Reading passage:
──────
SUMMARY OF THE INVENTION: 

[0009] One embodiment of the invention is drawn to a network device 
configured to prevent data misalignment of a data packet containing extra header 
bytes. The network device may include an ingress module having an input interface 
to receive a cell of the data packet. A header detector configured to detect a header 
of a cell of the data packet and remove the header from the cell of the data packet is 
also positioned on the network device. A counter determines whether the packet 
contains a multiple of a predetermined number of bytes. If the counter determines 
that the cell of the data packet does not satisfy the multiple of the predetermined 



number of bytes, an insertion module inserts the null bytes into the cell of the data 
packet to form a modified cell of the data packet after the header has been removed. 
Then, an extraction module removes the null bytes from the modified cell of the data 
packet as the cell of the data packet exits the network device.
──────
Instruction: Reproduce the patent summary on preventing data misalignment in a network device word for word, from its heading to its final sentence. The entries that follow are drawn from a separate source, unrelated to the passage above.

Supplied data:
──────
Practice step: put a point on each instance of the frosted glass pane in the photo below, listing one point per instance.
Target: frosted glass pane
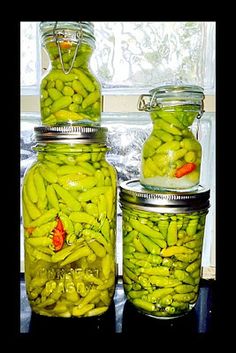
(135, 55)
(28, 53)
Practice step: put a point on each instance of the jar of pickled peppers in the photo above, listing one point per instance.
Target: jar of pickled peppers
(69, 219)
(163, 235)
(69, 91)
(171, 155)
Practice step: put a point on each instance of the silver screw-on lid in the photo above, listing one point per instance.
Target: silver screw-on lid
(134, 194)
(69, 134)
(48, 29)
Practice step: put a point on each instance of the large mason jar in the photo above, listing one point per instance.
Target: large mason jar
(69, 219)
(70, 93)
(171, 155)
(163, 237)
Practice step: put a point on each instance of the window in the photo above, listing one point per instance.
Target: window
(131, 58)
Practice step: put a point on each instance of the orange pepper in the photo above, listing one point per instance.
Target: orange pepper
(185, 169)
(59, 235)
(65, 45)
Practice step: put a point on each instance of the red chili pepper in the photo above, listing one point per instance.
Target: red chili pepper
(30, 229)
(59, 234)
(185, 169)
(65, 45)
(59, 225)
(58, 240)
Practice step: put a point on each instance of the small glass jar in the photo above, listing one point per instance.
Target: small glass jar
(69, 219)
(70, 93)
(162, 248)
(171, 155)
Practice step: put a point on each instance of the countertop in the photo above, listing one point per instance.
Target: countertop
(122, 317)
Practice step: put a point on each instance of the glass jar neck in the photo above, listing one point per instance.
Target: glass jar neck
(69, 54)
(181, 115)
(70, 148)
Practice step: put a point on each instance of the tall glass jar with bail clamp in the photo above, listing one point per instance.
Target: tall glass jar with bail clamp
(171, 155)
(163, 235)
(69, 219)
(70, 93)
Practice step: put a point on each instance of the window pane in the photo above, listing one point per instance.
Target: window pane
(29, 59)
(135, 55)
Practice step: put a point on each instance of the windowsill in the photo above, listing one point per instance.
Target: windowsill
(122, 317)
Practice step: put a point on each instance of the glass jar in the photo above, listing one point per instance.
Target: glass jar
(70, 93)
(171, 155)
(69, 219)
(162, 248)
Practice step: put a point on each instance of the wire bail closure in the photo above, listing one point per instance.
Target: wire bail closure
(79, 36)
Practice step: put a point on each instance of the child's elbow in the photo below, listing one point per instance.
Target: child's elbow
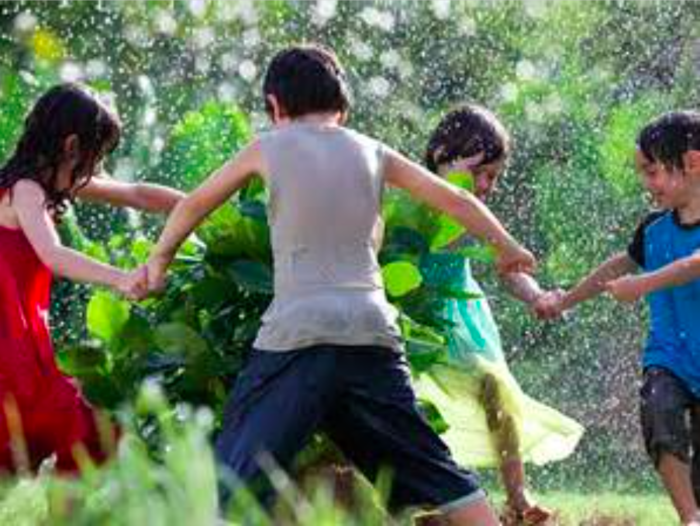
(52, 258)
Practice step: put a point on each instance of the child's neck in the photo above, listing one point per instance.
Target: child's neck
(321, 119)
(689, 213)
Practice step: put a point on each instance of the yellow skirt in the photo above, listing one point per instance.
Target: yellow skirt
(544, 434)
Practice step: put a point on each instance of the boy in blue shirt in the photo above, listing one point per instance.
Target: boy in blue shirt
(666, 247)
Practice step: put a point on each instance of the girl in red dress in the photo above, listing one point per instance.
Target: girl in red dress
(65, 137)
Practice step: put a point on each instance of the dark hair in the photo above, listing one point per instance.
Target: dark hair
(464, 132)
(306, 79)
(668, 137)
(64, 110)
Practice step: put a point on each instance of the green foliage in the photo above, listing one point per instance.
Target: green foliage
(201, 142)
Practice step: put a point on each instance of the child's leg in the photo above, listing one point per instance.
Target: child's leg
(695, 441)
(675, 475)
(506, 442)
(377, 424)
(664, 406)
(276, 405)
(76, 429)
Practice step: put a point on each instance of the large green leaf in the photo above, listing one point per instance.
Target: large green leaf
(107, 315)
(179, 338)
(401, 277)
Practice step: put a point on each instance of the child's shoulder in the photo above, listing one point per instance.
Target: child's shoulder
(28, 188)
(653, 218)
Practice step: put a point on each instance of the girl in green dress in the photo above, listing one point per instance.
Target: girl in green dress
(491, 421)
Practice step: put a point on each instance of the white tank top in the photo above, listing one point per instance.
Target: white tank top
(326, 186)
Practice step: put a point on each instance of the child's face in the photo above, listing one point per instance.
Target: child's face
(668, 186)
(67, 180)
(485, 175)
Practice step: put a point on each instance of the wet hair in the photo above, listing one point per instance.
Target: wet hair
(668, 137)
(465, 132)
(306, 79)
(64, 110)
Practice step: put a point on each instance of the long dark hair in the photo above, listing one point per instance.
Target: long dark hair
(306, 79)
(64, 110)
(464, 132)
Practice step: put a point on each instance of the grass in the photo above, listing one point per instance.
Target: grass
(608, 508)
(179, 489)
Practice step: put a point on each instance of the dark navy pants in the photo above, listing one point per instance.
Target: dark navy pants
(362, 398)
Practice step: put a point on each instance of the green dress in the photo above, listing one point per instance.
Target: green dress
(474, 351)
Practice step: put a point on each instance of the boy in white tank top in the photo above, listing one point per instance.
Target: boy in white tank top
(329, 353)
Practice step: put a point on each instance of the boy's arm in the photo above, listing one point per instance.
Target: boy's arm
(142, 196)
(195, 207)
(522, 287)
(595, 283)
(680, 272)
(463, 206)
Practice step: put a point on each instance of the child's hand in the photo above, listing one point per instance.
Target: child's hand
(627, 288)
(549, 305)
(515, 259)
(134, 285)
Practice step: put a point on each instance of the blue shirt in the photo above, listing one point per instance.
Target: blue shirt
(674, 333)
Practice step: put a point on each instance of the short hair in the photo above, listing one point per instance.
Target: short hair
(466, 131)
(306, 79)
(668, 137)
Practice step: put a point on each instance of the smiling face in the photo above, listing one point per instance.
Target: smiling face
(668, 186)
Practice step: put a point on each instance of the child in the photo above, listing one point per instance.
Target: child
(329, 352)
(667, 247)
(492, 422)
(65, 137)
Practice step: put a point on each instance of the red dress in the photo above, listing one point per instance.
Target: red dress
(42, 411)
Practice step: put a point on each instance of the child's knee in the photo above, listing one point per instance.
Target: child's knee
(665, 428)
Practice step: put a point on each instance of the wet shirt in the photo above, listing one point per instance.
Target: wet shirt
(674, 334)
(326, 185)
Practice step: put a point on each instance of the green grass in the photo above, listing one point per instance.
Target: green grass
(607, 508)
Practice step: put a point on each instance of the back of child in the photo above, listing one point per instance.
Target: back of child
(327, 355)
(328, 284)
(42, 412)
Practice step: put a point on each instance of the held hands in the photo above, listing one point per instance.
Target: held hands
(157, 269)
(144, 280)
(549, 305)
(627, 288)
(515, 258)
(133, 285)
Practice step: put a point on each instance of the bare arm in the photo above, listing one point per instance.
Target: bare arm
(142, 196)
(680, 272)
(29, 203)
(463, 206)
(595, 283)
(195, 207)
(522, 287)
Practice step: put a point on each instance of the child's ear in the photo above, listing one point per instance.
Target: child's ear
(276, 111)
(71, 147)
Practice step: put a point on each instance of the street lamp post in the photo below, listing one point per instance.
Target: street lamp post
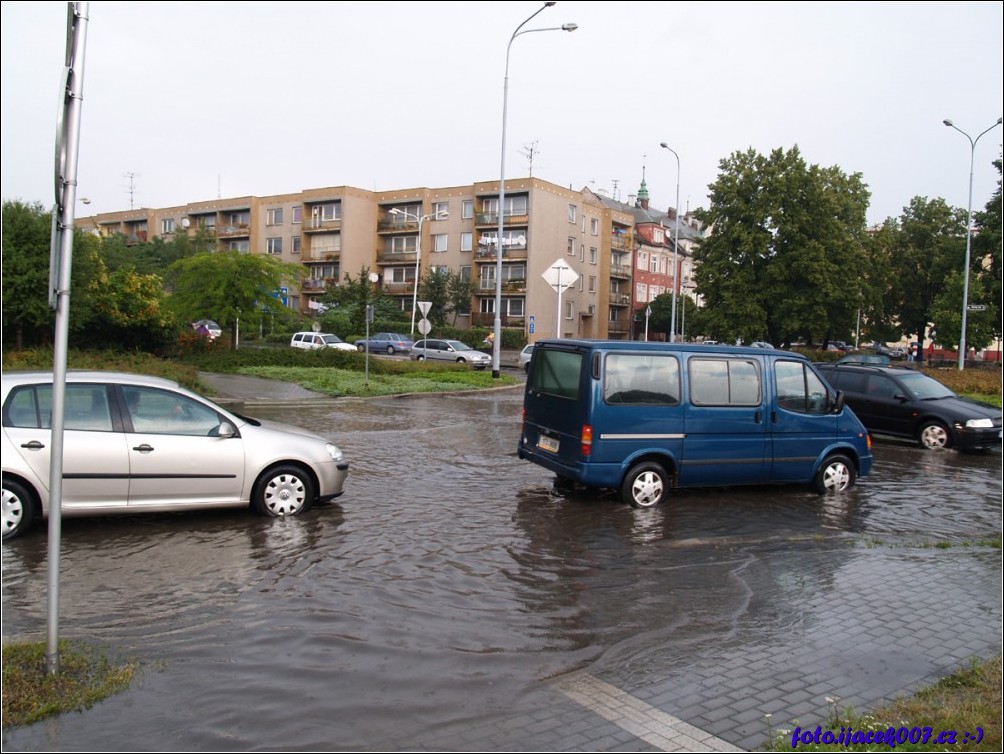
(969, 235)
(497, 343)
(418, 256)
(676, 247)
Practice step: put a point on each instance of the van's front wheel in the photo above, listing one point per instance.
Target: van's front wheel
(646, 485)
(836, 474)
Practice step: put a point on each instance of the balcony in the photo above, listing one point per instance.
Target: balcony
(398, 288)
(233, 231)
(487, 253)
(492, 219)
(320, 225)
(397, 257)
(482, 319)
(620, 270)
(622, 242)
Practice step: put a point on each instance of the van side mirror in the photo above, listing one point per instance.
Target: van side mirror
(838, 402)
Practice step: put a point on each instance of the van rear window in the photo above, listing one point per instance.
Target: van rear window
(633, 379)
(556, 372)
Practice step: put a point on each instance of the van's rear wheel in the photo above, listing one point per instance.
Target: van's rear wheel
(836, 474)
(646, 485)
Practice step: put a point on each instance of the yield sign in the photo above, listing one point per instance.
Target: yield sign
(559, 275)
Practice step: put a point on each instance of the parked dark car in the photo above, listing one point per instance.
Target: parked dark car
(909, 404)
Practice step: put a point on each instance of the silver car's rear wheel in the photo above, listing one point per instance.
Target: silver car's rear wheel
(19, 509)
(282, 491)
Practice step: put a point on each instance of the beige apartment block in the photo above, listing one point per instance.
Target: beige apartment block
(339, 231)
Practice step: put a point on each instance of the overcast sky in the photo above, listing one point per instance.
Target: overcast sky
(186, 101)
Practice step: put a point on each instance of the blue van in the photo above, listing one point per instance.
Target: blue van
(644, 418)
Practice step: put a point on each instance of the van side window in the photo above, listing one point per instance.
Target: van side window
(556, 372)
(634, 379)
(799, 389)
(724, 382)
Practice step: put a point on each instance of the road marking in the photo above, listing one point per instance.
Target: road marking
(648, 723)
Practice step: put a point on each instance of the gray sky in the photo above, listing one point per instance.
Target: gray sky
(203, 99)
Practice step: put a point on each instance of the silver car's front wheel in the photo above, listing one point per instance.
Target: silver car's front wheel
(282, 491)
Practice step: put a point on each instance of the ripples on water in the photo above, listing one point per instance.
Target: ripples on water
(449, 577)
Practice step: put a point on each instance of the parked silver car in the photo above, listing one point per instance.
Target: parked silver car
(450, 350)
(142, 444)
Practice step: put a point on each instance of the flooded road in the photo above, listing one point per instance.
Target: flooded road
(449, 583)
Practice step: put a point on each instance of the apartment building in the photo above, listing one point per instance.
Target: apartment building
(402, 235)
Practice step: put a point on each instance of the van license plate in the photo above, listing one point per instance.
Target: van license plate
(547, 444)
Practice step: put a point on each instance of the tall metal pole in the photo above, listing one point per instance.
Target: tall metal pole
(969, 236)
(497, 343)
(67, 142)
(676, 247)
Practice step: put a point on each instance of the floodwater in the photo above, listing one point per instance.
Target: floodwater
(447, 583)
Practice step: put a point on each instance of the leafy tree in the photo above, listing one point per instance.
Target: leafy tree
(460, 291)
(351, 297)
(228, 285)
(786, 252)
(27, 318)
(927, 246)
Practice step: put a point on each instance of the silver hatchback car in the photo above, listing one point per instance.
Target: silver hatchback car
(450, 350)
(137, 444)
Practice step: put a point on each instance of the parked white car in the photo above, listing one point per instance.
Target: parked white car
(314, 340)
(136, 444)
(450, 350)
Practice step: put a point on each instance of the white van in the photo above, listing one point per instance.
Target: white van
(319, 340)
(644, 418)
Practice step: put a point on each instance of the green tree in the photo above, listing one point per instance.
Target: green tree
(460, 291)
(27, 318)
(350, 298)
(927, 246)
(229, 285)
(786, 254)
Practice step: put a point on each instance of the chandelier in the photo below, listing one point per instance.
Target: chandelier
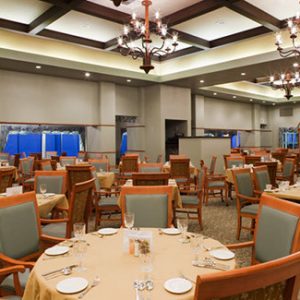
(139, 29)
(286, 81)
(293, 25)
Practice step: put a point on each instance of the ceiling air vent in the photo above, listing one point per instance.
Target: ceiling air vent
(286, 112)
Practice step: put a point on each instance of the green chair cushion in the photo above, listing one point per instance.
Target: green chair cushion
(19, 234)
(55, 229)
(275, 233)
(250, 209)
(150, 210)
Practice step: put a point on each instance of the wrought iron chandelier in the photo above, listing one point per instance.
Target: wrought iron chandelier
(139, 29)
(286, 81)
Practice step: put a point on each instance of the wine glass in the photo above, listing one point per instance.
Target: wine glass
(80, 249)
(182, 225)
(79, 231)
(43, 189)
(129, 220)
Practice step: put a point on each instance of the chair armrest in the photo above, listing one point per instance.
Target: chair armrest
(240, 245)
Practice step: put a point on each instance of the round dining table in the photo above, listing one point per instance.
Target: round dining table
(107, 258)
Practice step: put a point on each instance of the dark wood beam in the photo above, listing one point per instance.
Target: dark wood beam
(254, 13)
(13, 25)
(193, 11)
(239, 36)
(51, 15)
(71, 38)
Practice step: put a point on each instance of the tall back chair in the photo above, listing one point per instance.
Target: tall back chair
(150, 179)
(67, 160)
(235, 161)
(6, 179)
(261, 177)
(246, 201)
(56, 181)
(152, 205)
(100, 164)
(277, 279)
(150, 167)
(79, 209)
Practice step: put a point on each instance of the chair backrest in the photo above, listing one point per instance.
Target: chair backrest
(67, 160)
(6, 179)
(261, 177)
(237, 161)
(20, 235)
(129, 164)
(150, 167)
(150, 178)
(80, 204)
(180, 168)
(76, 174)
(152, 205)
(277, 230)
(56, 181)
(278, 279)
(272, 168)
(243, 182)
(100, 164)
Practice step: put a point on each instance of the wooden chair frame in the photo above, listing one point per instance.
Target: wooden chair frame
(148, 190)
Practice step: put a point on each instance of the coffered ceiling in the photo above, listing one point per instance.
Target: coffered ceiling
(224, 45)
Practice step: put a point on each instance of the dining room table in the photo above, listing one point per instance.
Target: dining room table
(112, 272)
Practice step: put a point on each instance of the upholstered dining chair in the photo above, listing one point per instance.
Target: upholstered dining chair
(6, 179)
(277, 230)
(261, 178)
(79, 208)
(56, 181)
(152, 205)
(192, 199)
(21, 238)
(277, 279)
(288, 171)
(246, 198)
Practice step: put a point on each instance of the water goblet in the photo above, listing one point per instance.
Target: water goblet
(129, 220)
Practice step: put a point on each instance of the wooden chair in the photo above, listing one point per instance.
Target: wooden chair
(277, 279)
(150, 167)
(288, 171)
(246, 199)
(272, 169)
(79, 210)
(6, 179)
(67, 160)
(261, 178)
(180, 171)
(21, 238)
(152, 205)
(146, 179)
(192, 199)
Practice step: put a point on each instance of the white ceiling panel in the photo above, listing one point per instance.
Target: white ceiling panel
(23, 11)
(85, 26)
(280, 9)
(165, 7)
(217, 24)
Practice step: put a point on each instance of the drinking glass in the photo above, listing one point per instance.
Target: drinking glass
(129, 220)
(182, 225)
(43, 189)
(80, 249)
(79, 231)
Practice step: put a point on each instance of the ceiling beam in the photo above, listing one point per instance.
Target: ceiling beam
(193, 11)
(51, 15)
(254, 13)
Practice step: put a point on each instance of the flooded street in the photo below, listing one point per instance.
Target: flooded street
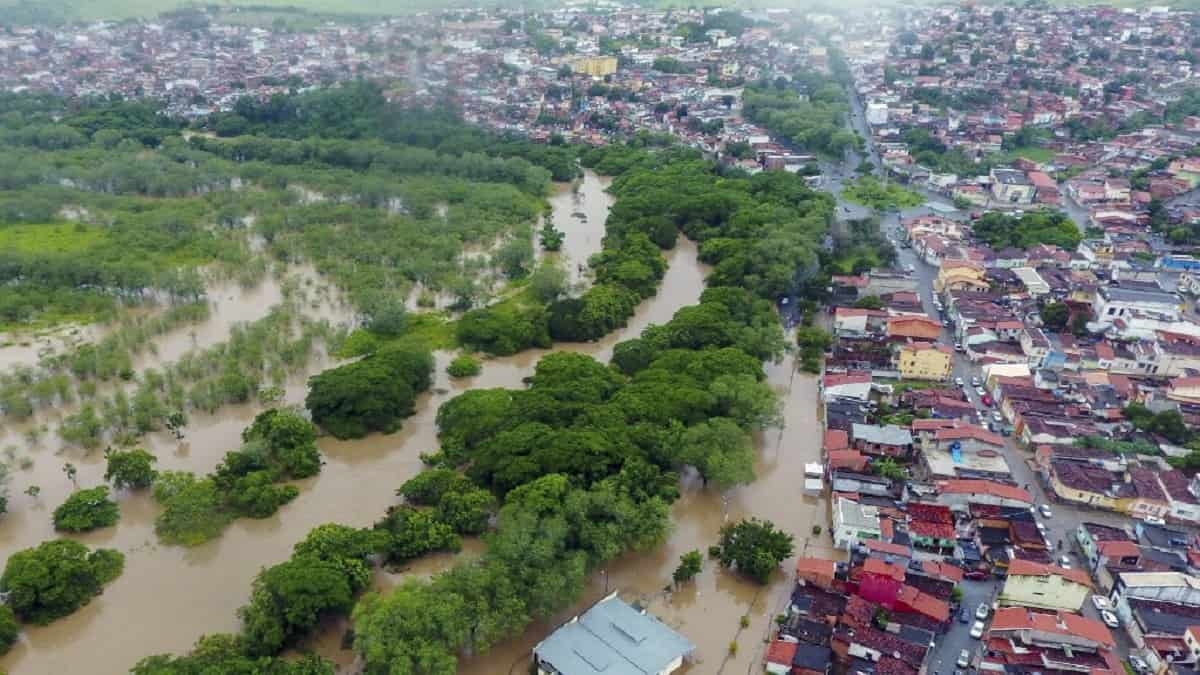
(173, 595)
──────
Written answer:
SUMMARY OF THE INVENTION: 

[0009] One embodiment of the invention is drawn to a network device 
configured to prevent data misalignment of a data packet containing extra header 
bytes. The network device may include an ingress module having an input interface 
to receive a cell of the data packet. A header detector configured to detect a header 
of a cell of the data packet and remove the header from the cell of the data packet is 
also positioned on the network device. A counter determines whether the packet 
contains a multiple of a predetermined number of bytes. If the counter determines 
that the cell of the data packet does not satisfy the multiple of the predetermined 



number of bytes, an insertion module inserts the null bytes into the cell of the data 
packet to form a modified cell of the data packet after the header has been removed. 
Then, an extraction module removes the null bytes from the modified cell of the data 
packet as the cell of the data packet exits the network device.